= Given passage =
● ● ● ●
New Delhi: The US Food and Drug Administration is cautioning healthcare providers and the public about injuries and at least one fatality in premature infants who were administered probiotic products in the hospital.
The products, which supplement regular feeding and contain live microorganisms such as bacteria or yeast, can lead to invasive, potentially lethal infections or diseases, stated the FDA on Thursday.
The supplements may be linked to one death this year and over two dozen reports of injuries since 2018, according to FDA officials. The agency also stated that it is investigating additional reports of injuries and fatalities.
No probiotic products have been authorized as medications or treatments for infants, according to the FDA.
The agency has issued warning letters to two companies accused of illegally marketing probiotic products, including Abbott Laboratories, which was involved in a recall and a nationwide shortage of powdered infant formula last year. After receiving a letter on Tuesday, the Illinois-based company agreed to discontinue sales of its Similac Probiotic Tri-Blend product and collaborate with the FDA on further corrective actions, as per the agency’s announcement.
Abbott officials stated in a statement that the products were utilized in fewer than 200 hospitals and are not related to Similac powdered infant formulas sold in retail stores.
● ● ● ●
= Supplied entries =
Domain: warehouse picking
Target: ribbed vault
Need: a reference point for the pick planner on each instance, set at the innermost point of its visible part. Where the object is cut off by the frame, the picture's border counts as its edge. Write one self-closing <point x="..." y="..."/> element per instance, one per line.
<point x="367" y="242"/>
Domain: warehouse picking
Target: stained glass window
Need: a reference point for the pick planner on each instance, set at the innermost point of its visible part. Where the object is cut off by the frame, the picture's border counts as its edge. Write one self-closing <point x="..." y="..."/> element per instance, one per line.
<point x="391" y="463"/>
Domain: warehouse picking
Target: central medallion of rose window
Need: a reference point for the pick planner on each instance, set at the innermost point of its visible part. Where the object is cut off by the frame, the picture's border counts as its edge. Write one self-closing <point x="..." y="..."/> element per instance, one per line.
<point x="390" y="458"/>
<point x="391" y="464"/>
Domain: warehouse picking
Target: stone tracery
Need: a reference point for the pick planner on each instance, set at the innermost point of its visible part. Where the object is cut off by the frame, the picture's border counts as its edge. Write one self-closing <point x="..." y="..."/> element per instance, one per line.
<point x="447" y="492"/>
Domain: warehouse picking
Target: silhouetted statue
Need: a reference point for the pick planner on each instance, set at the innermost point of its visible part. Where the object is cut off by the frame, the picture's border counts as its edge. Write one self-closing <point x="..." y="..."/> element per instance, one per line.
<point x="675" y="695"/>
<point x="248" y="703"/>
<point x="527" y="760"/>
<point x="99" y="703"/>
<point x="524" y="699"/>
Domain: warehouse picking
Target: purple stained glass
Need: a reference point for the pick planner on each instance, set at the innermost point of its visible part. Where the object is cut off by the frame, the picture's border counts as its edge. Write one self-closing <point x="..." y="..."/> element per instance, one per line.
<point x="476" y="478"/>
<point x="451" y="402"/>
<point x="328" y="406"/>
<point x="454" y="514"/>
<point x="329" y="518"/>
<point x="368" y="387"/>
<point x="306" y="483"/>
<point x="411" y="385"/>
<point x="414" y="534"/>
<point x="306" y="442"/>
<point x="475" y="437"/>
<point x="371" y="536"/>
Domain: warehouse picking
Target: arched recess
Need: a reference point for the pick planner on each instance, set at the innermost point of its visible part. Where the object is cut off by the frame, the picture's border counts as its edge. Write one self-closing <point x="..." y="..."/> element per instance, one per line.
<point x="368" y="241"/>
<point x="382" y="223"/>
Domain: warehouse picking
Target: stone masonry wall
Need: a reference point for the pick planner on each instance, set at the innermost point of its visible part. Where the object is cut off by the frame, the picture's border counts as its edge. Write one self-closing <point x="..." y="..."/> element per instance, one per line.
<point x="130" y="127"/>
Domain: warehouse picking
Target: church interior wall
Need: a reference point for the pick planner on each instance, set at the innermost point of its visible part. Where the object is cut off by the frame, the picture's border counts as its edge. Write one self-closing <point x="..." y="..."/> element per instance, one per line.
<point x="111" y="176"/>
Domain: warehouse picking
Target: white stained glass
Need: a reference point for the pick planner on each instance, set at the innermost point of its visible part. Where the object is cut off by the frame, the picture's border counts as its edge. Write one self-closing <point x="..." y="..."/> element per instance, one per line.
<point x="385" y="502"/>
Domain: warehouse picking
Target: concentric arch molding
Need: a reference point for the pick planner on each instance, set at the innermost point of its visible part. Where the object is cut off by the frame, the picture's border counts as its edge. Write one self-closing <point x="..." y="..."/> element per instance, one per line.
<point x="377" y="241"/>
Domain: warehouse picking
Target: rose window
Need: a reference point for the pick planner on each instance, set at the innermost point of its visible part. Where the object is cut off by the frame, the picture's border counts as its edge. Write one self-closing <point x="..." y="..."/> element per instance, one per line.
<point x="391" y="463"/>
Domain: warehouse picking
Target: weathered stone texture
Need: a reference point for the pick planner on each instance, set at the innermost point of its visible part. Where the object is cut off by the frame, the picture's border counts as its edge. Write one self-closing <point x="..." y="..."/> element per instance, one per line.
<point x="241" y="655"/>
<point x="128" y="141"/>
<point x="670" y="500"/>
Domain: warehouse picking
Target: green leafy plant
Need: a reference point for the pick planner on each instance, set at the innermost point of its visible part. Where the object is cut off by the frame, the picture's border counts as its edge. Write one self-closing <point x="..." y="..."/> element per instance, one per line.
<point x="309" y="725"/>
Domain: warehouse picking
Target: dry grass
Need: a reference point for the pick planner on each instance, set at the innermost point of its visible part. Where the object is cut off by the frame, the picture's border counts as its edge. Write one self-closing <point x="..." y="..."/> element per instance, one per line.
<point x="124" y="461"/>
● ● ● ●
= Tasks and exercises =
• a. In the probiotic warning text, which product did Abbott agree to stop selling?
• b. From the probiotic warning text, return the stretch from "New Delhi: The" through "in the hospital.".

= Answers by task =
• a. Similac Probiotic Tri-Blend

• b.
New Delhi: The US Food and Drug Administration is cautioning healthcare providers and the public about injuries and at least one fatality in premature infants who were administered probiotic products in the hospital.